Print, without any change, the lines from the one containing "Trace the outline of every instance of the pestle" through the one containing "173 172 L 163", including both of those lines.

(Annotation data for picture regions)

_ _ _

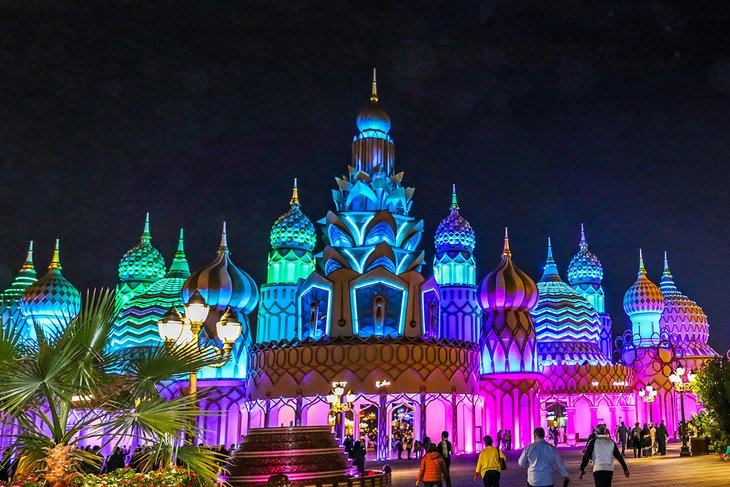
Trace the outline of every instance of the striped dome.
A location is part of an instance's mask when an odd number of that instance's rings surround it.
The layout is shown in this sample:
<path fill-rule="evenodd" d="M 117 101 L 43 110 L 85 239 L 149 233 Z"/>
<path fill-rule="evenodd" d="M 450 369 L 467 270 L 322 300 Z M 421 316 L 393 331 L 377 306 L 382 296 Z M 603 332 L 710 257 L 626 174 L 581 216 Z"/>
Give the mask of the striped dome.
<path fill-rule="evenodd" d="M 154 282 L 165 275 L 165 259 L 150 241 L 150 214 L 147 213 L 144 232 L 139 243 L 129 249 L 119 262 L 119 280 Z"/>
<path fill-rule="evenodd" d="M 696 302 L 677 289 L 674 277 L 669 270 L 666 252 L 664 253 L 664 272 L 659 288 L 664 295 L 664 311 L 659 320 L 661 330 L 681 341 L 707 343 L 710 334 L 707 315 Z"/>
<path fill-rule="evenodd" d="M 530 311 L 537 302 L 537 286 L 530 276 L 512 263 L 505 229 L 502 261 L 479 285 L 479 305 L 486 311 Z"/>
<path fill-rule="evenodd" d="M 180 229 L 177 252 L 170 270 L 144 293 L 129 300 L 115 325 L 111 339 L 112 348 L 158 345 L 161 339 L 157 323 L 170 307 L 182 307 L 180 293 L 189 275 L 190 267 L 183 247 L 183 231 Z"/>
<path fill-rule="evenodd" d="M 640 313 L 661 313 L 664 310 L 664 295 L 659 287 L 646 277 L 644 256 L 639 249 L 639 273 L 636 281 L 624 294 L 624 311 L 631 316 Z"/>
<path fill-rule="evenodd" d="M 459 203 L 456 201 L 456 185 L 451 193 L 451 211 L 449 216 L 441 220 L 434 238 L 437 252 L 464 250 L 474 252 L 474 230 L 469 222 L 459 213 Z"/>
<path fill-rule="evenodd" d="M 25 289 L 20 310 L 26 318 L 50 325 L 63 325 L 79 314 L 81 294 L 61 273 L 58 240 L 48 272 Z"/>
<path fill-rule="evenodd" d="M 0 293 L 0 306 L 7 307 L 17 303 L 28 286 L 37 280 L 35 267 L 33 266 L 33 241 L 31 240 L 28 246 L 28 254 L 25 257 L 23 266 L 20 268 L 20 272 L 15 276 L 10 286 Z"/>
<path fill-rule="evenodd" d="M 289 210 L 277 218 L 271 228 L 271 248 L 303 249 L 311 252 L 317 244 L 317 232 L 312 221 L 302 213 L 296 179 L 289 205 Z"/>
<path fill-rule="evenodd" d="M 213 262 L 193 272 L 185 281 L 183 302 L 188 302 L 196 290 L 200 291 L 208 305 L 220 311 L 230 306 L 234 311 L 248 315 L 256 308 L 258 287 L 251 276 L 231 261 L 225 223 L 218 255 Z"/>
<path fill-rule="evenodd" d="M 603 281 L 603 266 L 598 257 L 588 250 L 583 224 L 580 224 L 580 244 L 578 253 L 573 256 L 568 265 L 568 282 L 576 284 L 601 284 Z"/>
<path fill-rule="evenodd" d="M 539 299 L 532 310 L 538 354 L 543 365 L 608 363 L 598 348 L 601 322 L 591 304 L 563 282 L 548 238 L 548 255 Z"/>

_ _ _

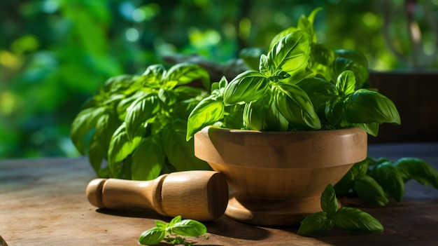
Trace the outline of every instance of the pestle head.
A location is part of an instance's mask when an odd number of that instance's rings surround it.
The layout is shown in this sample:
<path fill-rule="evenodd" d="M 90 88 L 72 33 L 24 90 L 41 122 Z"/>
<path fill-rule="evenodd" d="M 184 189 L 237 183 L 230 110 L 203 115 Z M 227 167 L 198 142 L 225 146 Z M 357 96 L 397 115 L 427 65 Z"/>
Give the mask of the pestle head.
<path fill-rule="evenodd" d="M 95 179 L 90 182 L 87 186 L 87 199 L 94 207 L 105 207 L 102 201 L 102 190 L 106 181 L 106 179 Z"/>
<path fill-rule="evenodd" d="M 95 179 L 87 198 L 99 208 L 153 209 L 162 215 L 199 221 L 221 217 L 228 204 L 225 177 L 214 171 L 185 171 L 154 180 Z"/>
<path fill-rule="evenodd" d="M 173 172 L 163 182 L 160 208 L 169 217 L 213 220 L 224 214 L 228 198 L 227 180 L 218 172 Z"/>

_ _ _

**Exercise answer**
Trace the outline of every instance of the pestle head.
A location is part of an instance's mask when an odd number of that instance's rings surround it.
The layout is shown in this sample:
<path fill-rule="evenodd" d="M 90 88 L 72 33 L 24 90 L 41 122 Z"/>
<path fill-rule="evenodd" d="M 184 189 L 237 183 L 230 110 L 203 115 Z M 227 167 L 198 142 L 225 146 Z M 357 96 L 397 115 L 427 65 Z"/>
Give the mask of the pestle head.
<path fill-rule="evenodd" d="M 95 179 L 90 182 L 87 186 L 87 199 L 94 207 L 105 207 L 102 201 L 102 190 L 106 181 L 106 179 Z"/>
<path fill-rule="evenodd" d="M 95 179 L 87 198 L 99 208 L 153 209 L 162 215 L 199 221 L 221 217 L 228 204 L 225 177 L 214 171 L 185 171 L 154 180 Z"/>
<path fill-rule="evenodd" d="M 173 172 L 163 182 L 160 208 L 169 217 L 213 220 L 224 214 L 228 198 L 227 180 L 218 172 Z"/>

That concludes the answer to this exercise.